# TASK INSTRUCTIONS
(1) In the passage about the documentary Audrie and Daisy, how old was Audrie when she died?
(2) Write out the part of the passage about the documentary Audrie and Daisy starting with "This past weekend, I" and going on through "It never is.".

This past weekend, I decided to torture myself as I often do by watching a documentary that makes me want to scream at the top of my lungs and punch the television screen. For some reason, I do this repeatedly thinking the next film will be better, less disheartening, less gut-wrenching. It never is.
However, watching documentaries like the new Netflix original Audrie and Daisy is so important in order for our society to become more aware and hopefully enlightened about issues plaguing our world. The film highlights two different stories about two girls who were assaulted and raped by teenage boys while under the influence. They were taken advantage of while in unconscious states and subjected to harassment and bullying by fellow students and community members after the incidents.
For Audrie, it was too much to bear, and she ended her life a week after her rape by hanging herself in the shower. She was 15 years old. Daisy lived, but only after multiple failed suicide attempts and still struggles to this day from PTSD symptoms. It’s possible her life now would look a lot different, and healthier, if she had received actual justice.

# DATA LISTING
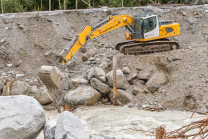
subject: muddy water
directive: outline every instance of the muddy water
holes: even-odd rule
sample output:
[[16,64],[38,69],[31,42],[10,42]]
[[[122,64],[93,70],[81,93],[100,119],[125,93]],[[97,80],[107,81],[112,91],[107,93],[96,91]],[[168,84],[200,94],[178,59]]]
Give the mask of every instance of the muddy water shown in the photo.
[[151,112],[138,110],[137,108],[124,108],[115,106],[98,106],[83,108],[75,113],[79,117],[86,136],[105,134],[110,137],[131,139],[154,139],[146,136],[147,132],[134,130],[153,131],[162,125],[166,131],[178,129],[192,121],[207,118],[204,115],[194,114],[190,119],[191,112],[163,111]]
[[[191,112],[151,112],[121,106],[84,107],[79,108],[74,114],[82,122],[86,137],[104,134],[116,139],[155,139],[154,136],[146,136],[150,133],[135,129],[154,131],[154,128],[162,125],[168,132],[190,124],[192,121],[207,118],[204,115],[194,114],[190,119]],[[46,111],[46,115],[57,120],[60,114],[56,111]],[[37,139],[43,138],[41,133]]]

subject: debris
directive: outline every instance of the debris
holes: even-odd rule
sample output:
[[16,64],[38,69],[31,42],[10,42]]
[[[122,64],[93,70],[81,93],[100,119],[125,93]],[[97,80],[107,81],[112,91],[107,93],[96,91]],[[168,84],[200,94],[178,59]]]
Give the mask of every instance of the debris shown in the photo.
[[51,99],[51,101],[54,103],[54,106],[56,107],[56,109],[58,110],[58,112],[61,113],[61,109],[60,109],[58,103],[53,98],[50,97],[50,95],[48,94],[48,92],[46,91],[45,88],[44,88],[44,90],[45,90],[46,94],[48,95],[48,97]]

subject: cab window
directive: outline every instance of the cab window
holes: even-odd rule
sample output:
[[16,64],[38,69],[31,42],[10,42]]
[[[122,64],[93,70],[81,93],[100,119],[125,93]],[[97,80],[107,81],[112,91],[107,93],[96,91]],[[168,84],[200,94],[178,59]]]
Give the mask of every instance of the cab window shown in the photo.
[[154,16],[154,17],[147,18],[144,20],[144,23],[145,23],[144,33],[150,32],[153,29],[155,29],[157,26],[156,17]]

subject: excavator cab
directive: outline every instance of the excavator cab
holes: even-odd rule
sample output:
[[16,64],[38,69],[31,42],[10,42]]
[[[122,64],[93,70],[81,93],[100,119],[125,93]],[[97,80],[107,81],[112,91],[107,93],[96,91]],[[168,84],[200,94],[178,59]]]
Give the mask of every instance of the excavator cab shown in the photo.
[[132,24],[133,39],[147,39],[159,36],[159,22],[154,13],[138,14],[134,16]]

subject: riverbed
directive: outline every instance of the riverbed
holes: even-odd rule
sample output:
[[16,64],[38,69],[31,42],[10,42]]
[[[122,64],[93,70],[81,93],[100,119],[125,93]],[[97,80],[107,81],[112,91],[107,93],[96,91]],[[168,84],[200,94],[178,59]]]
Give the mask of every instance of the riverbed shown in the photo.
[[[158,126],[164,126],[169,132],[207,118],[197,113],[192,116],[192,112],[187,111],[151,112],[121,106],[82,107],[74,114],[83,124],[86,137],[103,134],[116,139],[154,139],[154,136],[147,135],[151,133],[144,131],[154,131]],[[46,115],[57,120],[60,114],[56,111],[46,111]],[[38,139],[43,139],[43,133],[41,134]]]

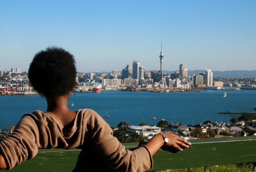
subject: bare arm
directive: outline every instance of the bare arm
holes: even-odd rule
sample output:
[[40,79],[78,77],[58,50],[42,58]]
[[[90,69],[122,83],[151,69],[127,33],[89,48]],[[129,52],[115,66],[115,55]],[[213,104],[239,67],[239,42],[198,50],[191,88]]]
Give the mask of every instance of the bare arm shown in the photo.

# EXPECTED RESPONSES
(1) She was 15 years old.

(2)
This past weekend, I decided to torture myself as I often do by watching a documentary that makes me want to scream at the top of my lungs and punch the television screen. For some reason, I do this repeatedly thinking the next film will be better, less disheartening, less gut-wrenching. It never is.